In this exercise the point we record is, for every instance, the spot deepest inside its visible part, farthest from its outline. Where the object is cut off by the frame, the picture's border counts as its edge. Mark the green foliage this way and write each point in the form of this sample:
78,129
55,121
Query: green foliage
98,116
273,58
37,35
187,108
==*==
• [Request]: Reproduce the rows above, substituting "green leaves" for each occurrence of "green foliage" and keeping everything else the same.

• [Response to this task]:
In this exercise the point we record is, for every instance, the spot deepest inside its visible part, farthest from its outline. Where the object is cut off by the frame, the picture's border counts as its edge. Mark the green leaves this way and write each point in the form of this sample:
78,129
55,121
Query: green leaves
98,116
273,58
37,35
187,108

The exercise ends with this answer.